# Aşağıdakileri tamamlayın
**a.** Zehra Kurtay hakkındaki yazıdan "2000 yılının aralık" ifadesiyle başlayıp "olup ısıttı yüreğimizi." ifadesini de kapsayacak biçimde sona eren bölümü aynen alıntılayınız.
**b.** Zehra Kurtay hakkındaki yazıya göre Zehra Kurtay hangi tarihten beri açlık grevindedir?
**c.** Zehra Kurtay hakkındaki yazıyı kaldığı yerden devam ettiriniz.

2000 yılının aralık ayında kar tanelerine kan bulaşmıştı. Aralık’tı ! Zemheriydi. Kandı, zulümdü, ölümdü payımıza düişen. Zemheriye inat, gelincik kızılı düşlerimiz bir bahar dalı olup ısıttı yüreğimizi.
İronik bir şekilde « Hayat Dönüş Operasyon »u adı verilen operasyonda onlarca siyasi tutsak hayattan koparılmıştı. O süreçte Zehra Ümraniye cezaevindeydi, ben ise Nevşehir cezaevindeydim. Zehra ile hiç karşılaşmamıştım. Geçen hafta bu direniş çadırında oturum hakkı için süresiz açlık grevine başladığını öğrendiğimde, onu ziyaret ettiğimde tanışma fırsatım oldu. Paris’in 10. Bölgesi’nde yani bizim mahalledeydi direniş çadırı. Zehra gülen gözleriyle karşıladı, öyle içten ve samimi…
Yaşamı direnişlerle geçen, gazeteci ve devrimci aktivist Zehra Kurtay, Strasbourg St. Denis metrosunun başında kurulmuş küçük bir çadırda, o narin bedenini bir kez daha açlık grevine yatırarak sürdürüyor direnişini. 3 Temmuz’dan beri açlık grevinde. 2000 yılında, “Hayata Dönüş” adı verilen ama onlarca tutsağın ölümüne neden olan 19 Aralık hapishane katliamında, Ümraniye Cezaevi’nde açlığa yatırmıştı bedenini. Hapishane sürecinden sonra birçoğumuz gibi yurtdışına çıkmak zorunda kalanlardan. Şu an yasal hakkı olan oturum hakkı elinden alındığı ve sömürge ülkelerden birine gönderilmek istendiği için açlık grevinde. Zehra’nın talebi, oturum hakkının geri verilmesi ve üçüncü bir ülkeye gönderilme kararının iptal edilmesi.

# Veriler
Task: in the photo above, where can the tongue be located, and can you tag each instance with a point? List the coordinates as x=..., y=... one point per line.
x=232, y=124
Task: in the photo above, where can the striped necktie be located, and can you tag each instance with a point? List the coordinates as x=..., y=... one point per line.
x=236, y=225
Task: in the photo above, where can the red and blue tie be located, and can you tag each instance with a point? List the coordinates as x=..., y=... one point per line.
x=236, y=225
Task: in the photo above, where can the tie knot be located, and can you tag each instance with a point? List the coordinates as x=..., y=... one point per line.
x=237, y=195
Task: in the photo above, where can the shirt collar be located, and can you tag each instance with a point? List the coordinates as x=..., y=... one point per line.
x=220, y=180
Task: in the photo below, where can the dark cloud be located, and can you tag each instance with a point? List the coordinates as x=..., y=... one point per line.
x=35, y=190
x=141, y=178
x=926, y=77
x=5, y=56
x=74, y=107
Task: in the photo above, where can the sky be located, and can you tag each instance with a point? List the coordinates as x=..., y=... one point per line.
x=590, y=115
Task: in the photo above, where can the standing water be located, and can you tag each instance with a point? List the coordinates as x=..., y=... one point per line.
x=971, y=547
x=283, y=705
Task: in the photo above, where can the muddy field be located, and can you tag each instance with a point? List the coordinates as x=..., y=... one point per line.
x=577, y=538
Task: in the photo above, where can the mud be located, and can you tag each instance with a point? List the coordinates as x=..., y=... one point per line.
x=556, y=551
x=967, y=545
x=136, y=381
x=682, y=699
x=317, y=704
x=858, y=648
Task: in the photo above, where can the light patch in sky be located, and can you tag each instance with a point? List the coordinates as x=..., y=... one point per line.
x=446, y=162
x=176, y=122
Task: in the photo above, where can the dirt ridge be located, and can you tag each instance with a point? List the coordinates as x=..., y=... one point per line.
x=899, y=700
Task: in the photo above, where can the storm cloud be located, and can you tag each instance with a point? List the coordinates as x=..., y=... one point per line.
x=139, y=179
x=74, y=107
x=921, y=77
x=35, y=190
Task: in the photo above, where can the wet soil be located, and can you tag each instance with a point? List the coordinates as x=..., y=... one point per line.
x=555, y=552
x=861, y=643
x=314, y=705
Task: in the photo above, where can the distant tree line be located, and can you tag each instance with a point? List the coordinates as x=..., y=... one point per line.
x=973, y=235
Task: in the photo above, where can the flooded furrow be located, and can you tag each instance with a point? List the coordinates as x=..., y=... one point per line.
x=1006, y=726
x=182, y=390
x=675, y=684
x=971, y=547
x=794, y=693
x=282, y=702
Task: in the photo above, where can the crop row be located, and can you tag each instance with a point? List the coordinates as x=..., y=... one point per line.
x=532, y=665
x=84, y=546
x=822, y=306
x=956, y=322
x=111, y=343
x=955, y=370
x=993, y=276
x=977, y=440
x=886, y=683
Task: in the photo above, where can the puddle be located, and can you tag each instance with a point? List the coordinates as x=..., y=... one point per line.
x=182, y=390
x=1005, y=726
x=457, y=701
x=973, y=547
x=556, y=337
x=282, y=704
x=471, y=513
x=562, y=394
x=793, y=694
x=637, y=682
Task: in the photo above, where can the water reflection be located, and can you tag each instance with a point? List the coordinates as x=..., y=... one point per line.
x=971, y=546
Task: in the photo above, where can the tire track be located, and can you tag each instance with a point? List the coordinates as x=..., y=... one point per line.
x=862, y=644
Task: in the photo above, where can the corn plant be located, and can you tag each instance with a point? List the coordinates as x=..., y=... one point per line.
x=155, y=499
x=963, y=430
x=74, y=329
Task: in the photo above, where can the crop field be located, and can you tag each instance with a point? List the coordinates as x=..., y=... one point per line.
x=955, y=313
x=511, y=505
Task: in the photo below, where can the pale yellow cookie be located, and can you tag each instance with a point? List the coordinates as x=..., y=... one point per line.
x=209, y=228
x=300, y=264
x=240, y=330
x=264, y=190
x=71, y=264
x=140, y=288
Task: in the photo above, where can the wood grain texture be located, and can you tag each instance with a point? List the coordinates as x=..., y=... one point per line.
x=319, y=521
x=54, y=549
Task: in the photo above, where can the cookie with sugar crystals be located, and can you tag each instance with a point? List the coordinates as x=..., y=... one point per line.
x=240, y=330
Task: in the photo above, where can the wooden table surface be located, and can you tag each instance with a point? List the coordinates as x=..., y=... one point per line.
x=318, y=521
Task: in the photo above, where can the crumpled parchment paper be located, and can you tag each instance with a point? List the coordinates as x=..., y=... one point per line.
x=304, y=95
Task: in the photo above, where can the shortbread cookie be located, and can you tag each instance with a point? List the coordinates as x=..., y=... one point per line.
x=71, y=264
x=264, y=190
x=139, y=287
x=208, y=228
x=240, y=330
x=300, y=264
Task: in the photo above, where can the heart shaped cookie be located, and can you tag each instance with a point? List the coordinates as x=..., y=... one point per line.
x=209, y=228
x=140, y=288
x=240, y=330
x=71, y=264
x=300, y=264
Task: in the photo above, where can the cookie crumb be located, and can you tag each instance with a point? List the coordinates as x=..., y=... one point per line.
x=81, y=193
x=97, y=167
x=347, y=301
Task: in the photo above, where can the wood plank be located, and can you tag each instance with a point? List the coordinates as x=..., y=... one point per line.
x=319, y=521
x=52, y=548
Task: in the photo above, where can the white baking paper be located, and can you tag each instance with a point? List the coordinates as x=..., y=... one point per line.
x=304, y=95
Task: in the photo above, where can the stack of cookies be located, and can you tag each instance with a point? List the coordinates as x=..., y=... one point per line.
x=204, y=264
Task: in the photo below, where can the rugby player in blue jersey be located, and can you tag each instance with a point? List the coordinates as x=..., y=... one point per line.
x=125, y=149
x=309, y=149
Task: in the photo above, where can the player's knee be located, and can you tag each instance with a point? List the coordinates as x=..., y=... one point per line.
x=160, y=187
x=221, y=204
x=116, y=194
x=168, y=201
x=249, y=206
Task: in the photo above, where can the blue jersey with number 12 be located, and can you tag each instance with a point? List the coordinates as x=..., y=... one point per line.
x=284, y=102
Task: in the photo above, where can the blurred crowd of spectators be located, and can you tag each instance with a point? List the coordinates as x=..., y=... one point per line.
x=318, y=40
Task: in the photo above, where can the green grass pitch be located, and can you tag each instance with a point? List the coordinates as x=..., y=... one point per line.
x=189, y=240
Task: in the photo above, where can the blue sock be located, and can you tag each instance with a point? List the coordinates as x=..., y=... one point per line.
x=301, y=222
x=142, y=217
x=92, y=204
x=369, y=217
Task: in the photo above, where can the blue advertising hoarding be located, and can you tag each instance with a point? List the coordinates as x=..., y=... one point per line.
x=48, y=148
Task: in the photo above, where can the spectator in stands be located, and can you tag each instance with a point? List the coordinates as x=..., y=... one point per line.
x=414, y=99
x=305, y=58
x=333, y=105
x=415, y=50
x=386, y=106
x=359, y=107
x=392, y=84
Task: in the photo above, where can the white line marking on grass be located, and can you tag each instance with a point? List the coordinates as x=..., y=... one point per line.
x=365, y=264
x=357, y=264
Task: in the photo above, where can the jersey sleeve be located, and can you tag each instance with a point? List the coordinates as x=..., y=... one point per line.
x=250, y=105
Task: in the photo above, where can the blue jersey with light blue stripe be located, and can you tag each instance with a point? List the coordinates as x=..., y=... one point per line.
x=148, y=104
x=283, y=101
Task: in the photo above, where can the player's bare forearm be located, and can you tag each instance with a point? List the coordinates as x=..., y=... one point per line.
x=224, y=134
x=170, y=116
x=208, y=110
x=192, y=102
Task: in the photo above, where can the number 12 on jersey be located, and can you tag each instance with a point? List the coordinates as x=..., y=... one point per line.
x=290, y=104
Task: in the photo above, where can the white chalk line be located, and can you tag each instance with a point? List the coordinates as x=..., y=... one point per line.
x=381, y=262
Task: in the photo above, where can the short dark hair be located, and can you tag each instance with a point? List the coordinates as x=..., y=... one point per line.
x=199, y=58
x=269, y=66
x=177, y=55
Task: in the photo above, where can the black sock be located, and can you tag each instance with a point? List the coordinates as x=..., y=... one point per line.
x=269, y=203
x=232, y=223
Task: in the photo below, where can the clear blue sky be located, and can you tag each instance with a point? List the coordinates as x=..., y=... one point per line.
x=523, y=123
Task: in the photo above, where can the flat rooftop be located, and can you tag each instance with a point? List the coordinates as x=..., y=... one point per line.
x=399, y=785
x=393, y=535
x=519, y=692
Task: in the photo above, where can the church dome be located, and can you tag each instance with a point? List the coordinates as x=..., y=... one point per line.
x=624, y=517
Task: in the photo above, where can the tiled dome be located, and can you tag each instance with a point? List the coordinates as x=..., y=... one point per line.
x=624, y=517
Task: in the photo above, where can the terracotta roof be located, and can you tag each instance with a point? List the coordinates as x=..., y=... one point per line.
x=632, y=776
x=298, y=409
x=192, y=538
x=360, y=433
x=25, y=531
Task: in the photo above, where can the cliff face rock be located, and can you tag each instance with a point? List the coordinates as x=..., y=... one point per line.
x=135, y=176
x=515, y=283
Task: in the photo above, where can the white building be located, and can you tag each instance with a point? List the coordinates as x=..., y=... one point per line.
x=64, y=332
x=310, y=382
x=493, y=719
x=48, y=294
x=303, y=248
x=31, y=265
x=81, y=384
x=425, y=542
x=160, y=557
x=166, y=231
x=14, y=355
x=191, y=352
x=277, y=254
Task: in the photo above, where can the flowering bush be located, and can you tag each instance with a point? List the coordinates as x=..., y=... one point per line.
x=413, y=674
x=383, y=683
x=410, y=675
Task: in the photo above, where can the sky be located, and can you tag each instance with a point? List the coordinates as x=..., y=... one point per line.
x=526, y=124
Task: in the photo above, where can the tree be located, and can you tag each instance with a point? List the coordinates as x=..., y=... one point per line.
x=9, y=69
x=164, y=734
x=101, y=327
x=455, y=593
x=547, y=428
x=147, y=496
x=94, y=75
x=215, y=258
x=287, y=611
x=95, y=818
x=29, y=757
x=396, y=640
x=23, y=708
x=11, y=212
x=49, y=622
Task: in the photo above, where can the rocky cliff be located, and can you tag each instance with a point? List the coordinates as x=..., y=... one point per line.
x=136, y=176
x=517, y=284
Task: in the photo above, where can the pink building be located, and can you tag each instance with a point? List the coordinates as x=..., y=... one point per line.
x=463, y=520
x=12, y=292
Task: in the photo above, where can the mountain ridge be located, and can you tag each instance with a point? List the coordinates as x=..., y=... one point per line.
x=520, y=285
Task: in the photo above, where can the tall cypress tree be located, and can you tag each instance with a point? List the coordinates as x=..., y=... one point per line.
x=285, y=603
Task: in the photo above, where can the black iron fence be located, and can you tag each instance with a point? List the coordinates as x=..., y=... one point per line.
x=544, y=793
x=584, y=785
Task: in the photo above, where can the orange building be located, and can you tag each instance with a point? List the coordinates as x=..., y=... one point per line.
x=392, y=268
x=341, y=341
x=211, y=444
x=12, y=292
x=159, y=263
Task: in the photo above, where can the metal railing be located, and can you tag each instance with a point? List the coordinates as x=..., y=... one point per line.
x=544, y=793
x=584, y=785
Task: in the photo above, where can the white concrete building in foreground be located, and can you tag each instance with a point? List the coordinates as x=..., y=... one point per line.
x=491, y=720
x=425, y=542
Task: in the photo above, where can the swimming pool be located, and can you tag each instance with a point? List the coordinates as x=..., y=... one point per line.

# Görevlerin yanıtları
**a.**
2000 yılının aralık ayında kar tanelerine kan bulaşmıştı. Aralık’tı ! Zemheriydi. Kandı, zulümdü, ölümdü payımıza düişen. Zemheriye inat, gelincik kızılı düşlerimiz bir bahar dalı olup ısıttı yüreğimizi.

**b.** 3 Temmuz’dan beri açlık grevindedir.

**c.**
Zehra, direnişin o kendine özgü güzelliğini barındırıyor gözlerinde. Zehra’yı her ziyaret ettiğimde, onunla yaptığım sohbetler ne çok şey öğretiyor bana.. Ondan dinliyorum sokakta yaşayan insanların öykülerini. Yıllardır gelip geçerim o sokaklardan lakin bilmezdim orada, sokaklarda yaşayan insanların hayat hikayesini. Zehra’nın direniş çadırına neredeyse her gün uğruyorum. Zehra ve arkadaşları büyük bir içtenlikle karşılarken gelen ziyaretçileri, sohbetlerde kelimelerin hayatı anlamlandırdığı bir yolculuğa çıkıyorsun adeta… Sözcükler nehirlerde birleşen dereler gibi birbirine ulaşırken, insan insanda buluyor kendini.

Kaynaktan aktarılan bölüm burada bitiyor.